▸ **Directive**:
Convert the lines of the data below into a JSON list of strings, one string per line and no blank lines, starting with the line that contains "Exercise. Point out every instance of the man's nose" and going on through the line that contains "x=150, y=152", both included.

▸ **Listed entries**:
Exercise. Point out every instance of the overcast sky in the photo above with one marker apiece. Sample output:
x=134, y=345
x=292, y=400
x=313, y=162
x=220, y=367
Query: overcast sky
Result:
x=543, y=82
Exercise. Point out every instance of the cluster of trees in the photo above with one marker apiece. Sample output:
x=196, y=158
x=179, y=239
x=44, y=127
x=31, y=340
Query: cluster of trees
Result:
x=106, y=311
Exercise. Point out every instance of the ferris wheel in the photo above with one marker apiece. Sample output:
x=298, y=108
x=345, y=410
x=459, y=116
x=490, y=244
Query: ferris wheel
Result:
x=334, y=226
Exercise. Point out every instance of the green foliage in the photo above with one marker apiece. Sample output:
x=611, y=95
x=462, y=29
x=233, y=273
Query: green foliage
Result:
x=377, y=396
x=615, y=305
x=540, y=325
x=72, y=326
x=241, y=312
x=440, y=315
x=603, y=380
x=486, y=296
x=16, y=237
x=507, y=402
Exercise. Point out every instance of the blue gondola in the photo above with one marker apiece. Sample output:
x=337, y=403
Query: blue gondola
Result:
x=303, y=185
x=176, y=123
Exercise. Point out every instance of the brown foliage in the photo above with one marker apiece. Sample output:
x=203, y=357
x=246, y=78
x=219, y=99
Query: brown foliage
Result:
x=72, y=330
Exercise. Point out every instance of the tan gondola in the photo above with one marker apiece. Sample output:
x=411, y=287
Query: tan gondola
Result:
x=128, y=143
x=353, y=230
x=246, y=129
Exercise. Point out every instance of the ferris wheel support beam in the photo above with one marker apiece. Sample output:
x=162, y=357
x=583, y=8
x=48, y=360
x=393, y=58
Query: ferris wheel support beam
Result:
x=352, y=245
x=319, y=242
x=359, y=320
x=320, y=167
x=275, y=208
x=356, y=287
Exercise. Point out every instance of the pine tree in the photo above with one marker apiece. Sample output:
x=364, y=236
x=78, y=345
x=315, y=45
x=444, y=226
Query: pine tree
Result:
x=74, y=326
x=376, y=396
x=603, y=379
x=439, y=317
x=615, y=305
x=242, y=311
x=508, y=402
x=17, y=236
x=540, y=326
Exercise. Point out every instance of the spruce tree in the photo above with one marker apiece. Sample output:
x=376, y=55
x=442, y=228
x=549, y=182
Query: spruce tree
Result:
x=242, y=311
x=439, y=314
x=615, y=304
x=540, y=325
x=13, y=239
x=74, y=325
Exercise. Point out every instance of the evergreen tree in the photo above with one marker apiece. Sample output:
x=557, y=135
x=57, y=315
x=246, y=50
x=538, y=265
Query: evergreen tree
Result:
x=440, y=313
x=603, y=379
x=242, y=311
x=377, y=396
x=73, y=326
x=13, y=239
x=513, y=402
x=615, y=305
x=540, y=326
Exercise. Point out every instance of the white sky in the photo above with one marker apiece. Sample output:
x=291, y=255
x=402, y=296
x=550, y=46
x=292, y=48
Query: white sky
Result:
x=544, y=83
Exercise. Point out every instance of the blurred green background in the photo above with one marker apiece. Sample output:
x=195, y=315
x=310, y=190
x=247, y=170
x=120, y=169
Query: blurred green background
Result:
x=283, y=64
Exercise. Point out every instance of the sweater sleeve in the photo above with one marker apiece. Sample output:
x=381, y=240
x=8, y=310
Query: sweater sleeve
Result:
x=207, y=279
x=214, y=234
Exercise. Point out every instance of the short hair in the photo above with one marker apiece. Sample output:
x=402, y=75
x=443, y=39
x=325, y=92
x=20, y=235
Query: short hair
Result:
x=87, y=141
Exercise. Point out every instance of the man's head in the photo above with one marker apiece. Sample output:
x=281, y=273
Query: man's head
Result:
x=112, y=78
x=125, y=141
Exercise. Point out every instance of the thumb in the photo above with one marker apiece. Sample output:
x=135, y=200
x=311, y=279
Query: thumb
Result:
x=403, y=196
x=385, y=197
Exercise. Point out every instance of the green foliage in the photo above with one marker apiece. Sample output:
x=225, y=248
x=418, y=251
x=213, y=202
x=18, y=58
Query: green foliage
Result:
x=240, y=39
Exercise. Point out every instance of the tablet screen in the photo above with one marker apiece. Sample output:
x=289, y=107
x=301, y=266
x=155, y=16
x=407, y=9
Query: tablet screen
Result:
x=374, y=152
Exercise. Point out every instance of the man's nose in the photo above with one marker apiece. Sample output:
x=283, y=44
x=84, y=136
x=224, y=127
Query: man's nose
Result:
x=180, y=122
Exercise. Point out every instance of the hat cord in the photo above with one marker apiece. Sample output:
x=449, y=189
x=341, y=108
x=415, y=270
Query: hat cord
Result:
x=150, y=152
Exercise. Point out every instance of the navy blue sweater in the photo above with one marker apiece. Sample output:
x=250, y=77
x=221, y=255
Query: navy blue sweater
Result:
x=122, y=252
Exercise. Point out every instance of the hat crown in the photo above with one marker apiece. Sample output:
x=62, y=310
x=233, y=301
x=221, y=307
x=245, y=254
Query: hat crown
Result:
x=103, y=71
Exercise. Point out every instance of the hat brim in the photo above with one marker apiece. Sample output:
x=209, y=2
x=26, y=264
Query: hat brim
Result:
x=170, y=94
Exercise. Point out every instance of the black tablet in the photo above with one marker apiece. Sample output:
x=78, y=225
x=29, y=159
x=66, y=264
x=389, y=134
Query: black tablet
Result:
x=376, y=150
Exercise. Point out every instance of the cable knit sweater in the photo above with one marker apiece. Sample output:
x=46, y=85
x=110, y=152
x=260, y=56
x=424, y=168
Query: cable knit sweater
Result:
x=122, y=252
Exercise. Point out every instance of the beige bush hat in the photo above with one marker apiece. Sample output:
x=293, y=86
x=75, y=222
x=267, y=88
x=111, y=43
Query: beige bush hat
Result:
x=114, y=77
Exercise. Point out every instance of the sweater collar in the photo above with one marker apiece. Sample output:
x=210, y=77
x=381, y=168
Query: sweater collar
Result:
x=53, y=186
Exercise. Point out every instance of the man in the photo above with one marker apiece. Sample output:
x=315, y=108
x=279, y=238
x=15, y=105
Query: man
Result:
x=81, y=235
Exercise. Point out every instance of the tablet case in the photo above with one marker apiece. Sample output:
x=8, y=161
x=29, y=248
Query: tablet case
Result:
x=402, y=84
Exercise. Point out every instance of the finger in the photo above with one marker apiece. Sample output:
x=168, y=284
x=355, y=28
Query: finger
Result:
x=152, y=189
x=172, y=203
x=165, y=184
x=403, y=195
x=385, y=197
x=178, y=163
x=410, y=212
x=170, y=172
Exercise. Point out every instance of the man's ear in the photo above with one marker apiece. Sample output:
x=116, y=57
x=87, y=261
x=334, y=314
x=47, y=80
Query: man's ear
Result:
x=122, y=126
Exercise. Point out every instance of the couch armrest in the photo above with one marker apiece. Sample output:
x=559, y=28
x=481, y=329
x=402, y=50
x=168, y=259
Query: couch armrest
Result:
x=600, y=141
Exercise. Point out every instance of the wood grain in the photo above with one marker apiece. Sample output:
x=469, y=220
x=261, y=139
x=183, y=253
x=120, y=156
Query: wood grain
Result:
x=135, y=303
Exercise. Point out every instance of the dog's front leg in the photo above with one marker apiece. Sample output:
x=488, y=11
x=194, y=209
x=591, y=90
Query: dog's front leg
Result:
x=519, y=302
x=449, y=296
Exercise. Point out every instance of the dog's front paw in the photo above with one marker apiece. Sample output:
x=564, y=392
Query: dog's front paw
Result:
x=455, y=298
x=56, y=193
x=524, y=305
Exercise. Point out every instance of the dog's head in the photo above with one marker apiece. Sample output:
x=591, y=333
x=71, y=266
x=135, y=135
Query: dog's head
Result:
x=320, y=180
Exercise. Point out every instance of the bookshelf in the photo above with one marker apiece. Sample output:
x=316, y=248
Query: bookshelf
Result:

▸ **Answer to the task**:
[
  "Exercise. Point out every instance of the man's nose in the photo above with one marker apiece. Sample output:",
  "x=283, y=44",
  "x=84, y=136",
  "x=224, y=127",
  "Query: man's nose",
  "Result:",
  "x=180, y=122",
  "Exercise. Point out every instance of the hat cord in the photo above with one marker apiece. Sample output:",
  "x=449, y=189",
  "x=341, y=108",
  "x=415, y=270",
  "Query: hat cord",
  "Result:",
  "x=150, y=152"
]